— start Information shown —

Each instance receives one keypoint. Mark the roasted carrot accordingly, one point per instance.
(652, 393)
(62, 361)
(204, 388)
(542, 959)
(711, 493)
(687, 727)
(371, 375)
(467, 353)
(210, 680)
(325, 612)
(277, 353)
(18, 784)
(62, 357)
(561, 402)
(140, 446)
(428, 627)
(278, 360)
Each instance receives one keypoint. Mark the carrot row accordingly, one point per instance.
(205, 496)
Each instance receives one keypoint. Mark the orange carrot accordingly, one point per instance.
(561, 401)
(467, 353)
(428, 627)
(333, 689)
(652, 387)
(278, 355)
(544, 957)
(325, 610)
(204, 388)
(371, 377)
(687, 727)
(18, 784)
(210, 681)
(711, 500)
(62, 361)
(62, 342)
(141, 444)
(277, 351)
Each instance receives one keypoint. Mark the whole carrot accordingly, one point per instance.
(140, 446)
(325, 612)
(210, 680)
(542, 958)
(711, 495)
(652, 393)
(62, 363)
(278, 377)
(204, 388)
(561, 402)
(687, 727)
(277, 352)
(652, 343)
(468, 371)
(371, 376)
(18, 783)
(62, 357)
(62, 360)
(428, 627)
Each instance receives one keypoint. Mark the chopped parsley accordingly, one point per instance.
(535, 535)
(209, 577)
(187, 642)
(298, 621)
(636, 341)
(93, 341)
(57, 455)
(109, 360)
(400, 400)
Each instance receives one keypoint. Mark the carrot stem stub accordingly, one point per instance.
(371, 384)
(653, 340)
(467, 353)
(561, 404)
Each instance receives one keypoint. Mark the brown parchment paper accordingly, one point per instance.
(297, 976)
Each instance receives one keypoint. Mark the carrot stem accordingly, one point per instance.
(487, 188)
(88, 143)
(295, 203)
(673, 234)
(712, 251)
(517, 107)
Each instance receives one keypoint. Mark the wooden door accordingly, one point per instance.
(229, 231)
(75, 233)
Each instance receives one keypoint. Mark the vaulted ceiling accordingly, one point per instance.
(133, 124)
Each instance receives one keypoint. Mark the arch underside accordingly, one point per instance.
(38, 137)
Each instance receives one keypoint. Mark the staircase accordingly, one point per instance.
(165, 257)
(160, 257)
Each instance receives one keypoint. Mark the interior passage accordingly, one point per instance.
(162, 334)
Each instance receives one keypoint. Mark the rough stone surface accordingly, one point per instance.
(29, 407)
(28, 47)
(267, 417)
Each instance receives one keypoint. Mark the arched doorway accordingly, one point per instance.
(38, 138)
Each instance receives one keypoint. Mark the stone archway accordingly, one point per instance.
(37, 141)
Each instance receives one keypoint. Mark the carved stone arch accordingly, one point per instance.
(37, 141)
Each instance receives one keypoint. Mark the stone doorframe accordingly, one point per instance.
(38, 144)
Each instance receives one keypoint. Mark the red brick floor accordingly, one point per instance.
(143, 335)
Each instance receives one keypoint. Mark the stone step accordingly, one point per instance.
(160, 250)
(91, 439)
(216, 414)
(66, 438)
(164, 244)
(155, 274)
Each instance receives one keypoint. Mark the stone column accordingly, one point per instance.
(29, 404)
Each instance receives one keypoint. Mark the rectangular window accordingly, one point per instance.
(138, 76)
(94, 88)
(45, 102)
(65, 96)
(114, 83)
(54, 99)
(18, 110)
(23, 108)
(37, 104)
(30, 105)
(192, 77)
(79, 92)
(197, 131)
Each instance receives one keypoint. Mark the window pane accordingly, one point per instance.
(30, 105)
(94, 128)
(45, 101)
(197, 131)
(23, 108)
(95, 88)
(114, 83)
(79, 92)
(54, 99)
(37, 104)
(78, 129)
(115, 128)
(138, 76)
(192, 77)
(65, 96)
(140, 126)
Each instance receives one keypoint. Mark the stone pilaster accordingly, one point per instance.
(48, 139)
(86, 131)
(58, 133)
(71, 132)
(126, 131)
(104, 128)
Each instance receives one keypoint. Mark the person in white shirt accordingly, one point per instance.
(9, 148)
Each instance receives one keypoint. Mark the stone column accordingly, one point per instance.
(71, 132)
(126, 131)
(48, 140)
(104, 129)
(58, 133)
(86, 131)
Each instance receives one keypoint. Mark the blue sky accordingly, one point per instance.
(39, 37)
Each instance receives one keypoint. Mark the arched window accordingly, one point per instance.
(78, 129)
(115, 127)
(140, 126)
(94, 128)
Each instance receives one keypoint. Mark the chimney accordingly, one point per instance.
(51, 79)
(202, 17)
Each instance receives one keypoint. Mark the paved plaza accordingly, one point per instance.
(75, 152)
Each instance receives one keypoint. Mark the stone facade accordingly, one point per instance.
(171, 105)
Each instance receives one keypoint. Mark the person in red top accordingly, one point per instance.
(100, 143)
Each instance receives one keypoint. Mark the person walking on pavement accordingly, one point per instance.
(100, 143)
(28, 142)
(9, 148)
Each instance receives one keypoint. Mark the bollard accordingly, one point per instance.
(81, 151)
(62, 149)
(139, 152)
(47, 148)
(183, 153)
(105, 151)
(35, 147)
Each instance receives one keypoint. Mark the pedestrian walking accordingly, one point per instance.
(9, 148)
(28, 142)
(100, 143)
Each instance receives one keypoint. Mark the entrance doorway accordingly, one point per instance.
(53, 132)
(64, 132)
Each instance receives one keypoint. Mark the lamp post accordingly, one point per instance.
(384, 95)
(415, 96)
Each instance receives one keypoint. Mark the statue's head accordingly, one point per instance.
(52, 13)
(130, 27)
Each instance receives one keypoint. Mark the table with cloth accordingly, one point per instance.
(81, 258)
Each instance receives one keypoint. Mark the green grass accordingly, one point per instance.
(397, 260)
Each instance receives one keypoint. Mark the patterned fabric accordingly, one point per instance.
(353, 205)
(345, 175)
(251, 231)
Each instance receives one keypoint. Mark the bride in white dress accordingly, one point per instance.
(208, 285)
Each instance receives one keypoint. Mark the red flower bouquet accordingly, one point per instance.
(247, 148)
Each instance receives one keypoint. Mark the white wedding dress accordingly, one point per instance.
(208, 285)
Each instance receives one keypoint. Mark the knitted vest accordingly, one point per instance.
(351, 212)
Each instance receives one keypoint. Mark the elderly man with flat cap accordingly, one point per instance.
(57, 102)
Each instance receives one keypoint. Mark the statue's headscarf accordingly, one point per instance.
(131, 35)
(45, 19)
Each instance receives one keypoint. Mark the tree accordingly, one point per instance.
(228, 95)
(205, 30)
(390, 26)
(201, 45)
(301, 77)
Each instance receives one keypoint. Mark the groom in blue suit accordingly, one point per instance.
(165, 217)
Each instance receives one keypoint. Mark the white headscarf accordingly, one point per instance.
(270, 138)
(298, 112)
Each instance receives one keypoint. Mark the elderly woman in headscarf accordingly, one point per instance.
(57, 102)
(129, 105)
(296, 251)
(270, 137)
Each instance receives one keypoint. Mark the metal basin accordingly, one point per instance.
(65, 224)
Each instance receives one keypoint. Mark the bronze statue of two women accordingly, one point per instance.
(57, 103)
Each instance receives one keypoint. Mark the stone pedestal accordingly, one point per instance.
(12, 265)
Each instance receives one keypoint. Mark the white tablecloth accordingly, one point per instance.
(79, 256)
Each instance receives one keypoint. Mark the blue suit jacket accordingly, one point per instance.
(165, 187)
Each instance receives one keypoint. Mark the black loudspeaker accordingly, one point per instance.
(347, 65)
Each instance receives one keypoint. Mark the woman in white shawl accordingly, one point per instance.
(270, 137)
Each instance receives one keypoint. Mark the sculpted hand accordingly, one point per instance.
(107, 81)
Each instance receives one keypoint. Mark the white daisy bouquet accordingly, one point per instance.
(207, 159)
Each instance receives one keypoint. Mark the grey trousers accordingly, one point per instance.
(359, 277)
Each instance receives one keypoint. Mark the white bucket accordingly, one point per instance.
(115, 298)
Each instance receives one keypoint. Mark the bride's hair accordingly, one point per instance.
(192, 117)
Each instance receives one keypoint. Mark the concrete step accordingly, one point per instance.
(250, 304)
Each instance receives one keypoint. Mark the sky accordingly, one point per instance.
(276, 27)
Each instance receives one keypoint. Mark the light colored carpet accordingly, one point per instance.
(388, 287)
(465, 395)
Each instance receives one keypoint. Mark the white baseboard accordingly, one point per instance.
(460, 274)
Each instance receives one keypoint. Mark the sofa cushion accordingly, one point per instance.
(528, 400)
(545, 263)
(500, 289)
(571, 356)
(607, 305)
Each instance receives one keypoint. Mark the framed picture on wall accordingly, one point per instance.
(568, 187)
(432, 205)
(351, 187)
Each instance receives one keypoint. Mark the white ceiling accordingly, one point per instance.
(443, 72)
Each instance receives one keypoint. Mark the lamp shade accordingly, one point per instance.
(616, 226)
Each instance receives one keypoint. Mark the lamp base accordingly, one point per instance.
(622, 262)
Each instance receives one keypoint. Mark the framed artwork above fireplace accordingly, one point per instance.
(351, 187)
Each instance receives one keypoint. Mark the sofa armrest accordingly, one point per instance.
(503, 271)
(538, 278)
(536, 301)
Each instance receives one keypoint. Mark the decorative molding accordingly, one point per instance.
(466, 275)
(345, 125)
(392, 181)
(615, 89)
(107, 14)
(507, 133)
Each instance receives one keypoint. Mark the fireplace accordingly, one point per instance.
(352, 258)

— end Information shown —

What needs to be done ▸
Find the line with "Each instance receives one keypoint. Mark the lamp shade" in the listing above, then write out that line and each remaining line exactly, with no other text.

Response to this task ▸
Each instance receives one keypoint. Mark the lamp shade accordingly, one point per instance.
(616, 226)
Each instance receives one keypoint. Mark the lamp base accordingly, one point per instance.
(622, 262)
Each instance receives one keypoint. Mark the framed artwork above fireplace accordingly, one point per instance.
(351, 187)
Each instance receives one keypoint. Mark the sofa armrest accordingly, one point per instance.
(503, 271)
(538, 278)
(536, 301)
Each instance receives one keypoint. Mark the decorative molding accordingly, one point per instance.
(466, 275)
(345, 125)
(392, 181)
(615, 89)
(107, 14)
(507, 133)
Each instance receives one keypoint. Mark the fireplace accordingly, one point per instance.
(352, 258)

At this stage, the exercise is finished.